**Wybrany fragment**
+++++

O podprogowych zapachach mówimy wyłącznie w kontekście tzw. feromonów, czyli specjalnej kategorii zapachów, które są bezwonne dla świadomości. Feromony to podstawa komunikacji na przykład u owadów. Takie pszczoły albo mrówki dokonują cudów logistycznych i organizacyjnych wyłącznie dzięki komunikacji zapachowej. Feromony ludzkie są obiektem coraz większego zainteresowania środowiska naukowego. Upłynie jednak jeszcze trochę czasu, zanim zagoszczą w świecie biznesu.

[b]Podobno można zarejestrować zapach danej marki i zastrzec jak logo.[/b]

Zapach powinien być kojarzony tylko z jednym, danym produktem i powiązanie to powinno się utrwalać w głowach klientów przez lata. Ale prawnicy będą mieli problem z udowodnieniem plagiatu zapachu. Trudno bowiem rozszyfrować jego składniki i proporcje i udowodnić przed sądem kopiowanie receptury.

Na przykład sieć Westin może zastrzec używany w holach swoich hoteli zapach białej herbaty jako markowy. Ale pojawi się ktoś, kto nieznacznie zmieni proporcje składników chemicznych i nazwie nowy zapach: pastelowy. Nasz nos nie wyczuje różnicy, ale z chemicznego punktu widzenia oba arotomaty będą różne.

Są też zapachy i smaki, których nie da się opatentować, na przykład chleba, czekolady czy sera.

[b]Mniej niż 20 proc. dużych marek wykorzystuje w promocji zmysł smaku.[/b]

Rzeczywiście. Zapewne dlatego, że nie są to zmysły łatwe do wykorzystania. Większości produktów, którymi handlujemy, nie da się zjeść. Nic nie stoi jednak na przeszkodzie, by je za pomocą jadalnych rzeczy promować. Powinna to być przemyślana i konsekwentna kampania. Można otoczyć markę gadżetami i wydarzeniami naturalnie zgranymi z jej naturą i specyfiką.

Na przykład bank, który jako pierwszy zaproponuje, by przy promowaniu kredytów hipotecznych rozdawać kojarzące się domowo i rodzinnie pachnące pierniczki z cynamonem, powinien długo stosować tę taktykę i nie zmieniać piernikowej słodyczy i zapachu na czekoladę z orzechami. Argument, że piernik się znudził po kilku latach, jest niewystarczający. Być może znudził się świadomości, ale nie podświadomości. Ona jest zbyt pierwotna, by wiedzieć co to znaczy „nuda”.

Kluczem do sukcesu w marketingu sensorycznym jest konsekwencja. Powtarzalność sprawia, że w mózgu wytwarza się połączenie – asocjacja między marką, a wartością sensoryczną, czyli zmysłowym doznaniem.

+++++

**Blok danych**
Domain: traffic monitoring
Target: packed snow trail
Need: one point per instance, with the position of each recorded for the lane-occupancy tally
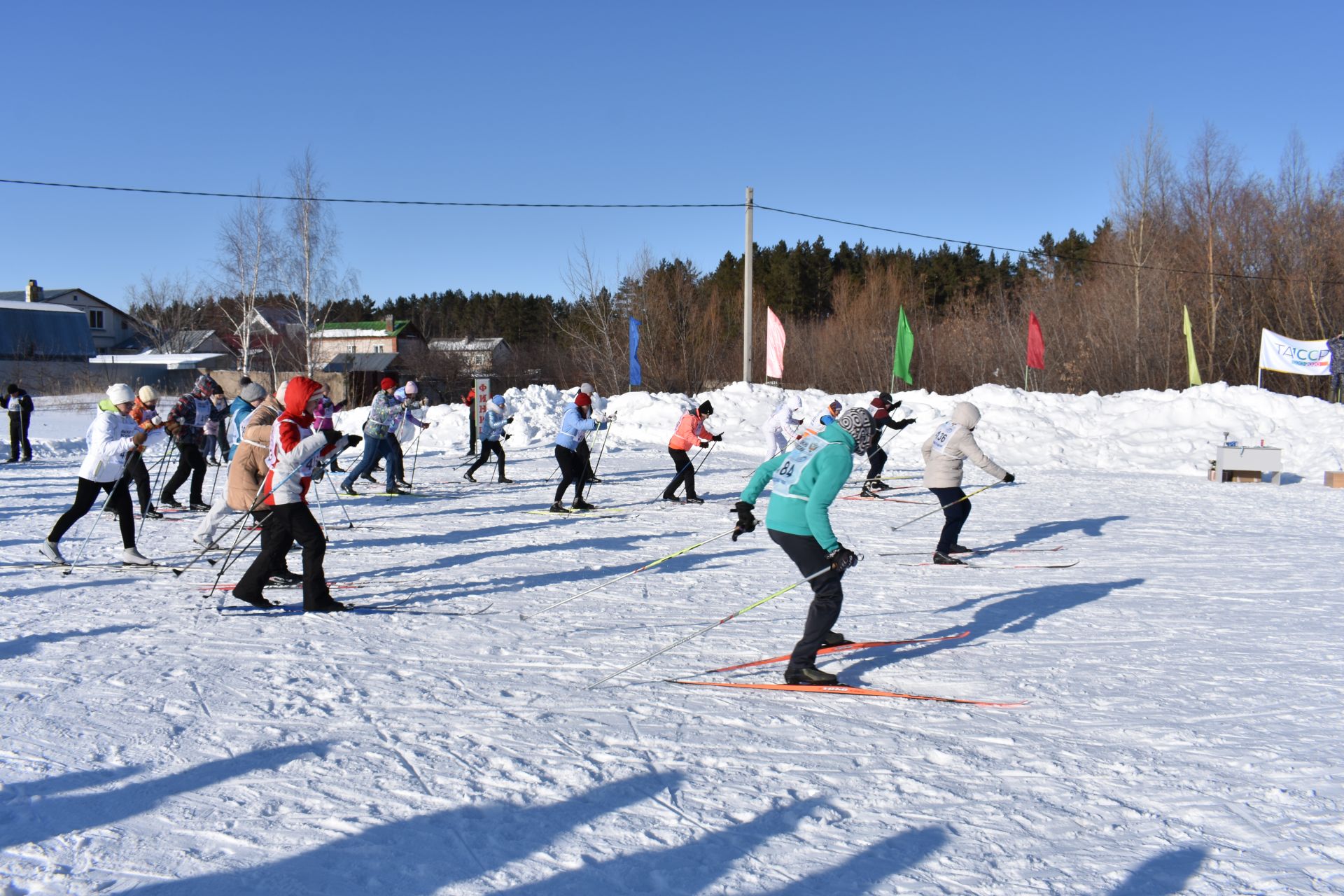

+++++

**Zadania do wykonania**
**a)** Powtórz słowo w słowo fragment tekstu o marketingu sensorycznym od słów „O podprogowych zapachach” aż do słów „w świecie biznesu.”.
**b)** Streść tekst o marketingu sensorycznym w dwóch zdaniach.
**c)** Pisz dalej tekst o marketingu sensorycznym, zaczynając zaraz po jego ostatnim zdaniu.

**Odpowiedzi do zadań**
**a)**
O podprogowych zapachach mówimy wyłącznie w kontekście tzw. feromonów, czyli specjalnej kategorii zapachów, które są bezwonne dla świadomości. Feromony to podstawa komunikacji na przykład u owadów. Takie pszczoły albo mrówki dokonują cudów logistycznych i organizacyjnych wyłącznie dzięki komunikacji zapachowej. Feromony ludzkie są obiektem coraz większego zainteresowania środowiska naukowego. Upłynie jednak jeszcze trochę czasu, zanim zagoszczą w świecie biznesu.

**b)** Zapach marki można zastrzec, ale trudno udowodnić przed sądem jego skopiowanie, bo ktoś może nieznacznie zmienić proporcje składników, a zapachów takich jak zapach chleba, czekolady czy sera nie da się opatentować. Większości produktów nie da się zjeść, lecz można je promować jadalnymi rzeczami w przemyślanej i konsekwentnej kampanii, bo kluczem do sukcesu w marketingu sensorycznym jest konsekwencja.

**c)**
[b]Jeszcze rzadziej niż smak wykorzystywany jest zmysł dotyku.[/b]

Na razie tak. Ale paradoksalnie można na niego oddziaływać za pomocą zmysłu wzroku. Wystarczy, że piękna modelka nie tylko pokazuje się w pobliżu reklamowanego auta, ale również zmysłowo i czule pogłaszcze je po tylnej lampie.

Ten gest sprowadza uwagę oglądającego na dany samochód i z pewnością w jakiś sposób podnosi w jego oczach wartość auta. Na własne oczy widziałem, jak mózg „zapala się” do tej sceny.

[b]Jak się bada oddziaływanie na ludzi marketingu sensorycznego?[/b]

Na pewno nie za pomocą ankiet i kwestionariuszy! Na samym końcu pytamy klienta, co myśli.

W przypadku marketingu sensorycznego wypowiedzi i deklaracje są najmniej istotne, ponieważ sensoryka odwołuje się do tych rejonów mózgu, które nie są powiązane ze świadomą refleksją i oceną.

Tu bada się rejony, które operują wyłącznie emocjami i obrazami. Są przy tym zbyt ulotne, by opisać je słowami. Tu jest czyste doznanie. Aby je zbadać, trzeba śledzić aktywność układu nerwowego. Bada się albo przy użyciu analizy fal mózgowych, czyli EEG – w tym specjalizuje się mój zespół, albo funkcjonalnego rezonansu magnetycznego, w tym przoduje prof. Gemma Calvert z Wielkiej Brytanii.

[b]Mówił pan, że zmysł słuchuniekoniecznie kwalifikuje się do marketingu sensorycznego.Tymczasem też jest bardzo dziś w tym marketingu wykorzystywany.[/b]

Według mnie możemy wiązać ucho z sensorycznością wówczas, gdy mówimy o tzw. dźwiękach tła. Próbowaliśmy wykorzystać to ostatnio przy okazji reklamy napojów chłodzących.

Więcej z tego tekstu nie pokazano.